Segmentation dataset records
• • •
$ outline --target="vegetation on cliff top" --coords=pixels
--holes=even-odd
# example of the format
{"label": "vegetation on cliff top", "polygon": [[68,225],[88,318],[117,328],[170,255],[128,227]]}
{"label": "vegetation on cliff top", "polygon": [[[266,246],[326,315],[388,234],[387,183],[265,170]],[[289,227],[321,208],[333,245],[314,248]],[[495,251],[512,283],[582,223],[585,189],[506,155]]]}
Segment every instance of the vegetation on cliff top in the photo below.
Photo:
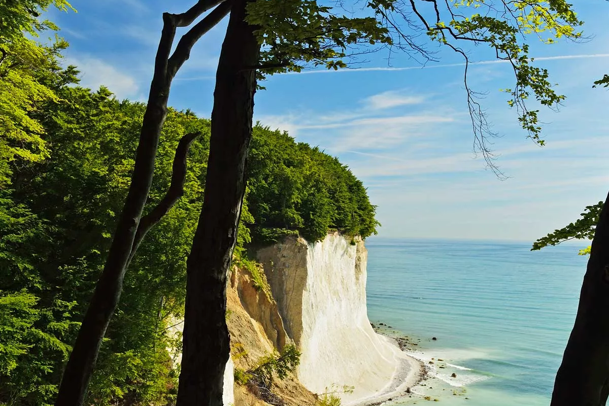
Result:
• • •
Copy every row above word for word, but leave the pictures out.

$ outline --target="vegetation on cliff top" --coords=pixels
--holes=even-odd
# example of the format
{"label": "vegetation on cliff top", "polygon": [[68,225],[88,318],[117,328],[170,255],[128,227]]}
{"label": "vegetation on cliff top", "polygon": [[[266,246],[326,315],[388,234],[387,183],[265,170]],[[289,227],[321,208],[333,245],[314,248]],[[495,251],[512,283],[582,223],[585,189],[506,155]]]}
Segment every instance of the vegetation on cliff top in the photo below.
Photo:
Result:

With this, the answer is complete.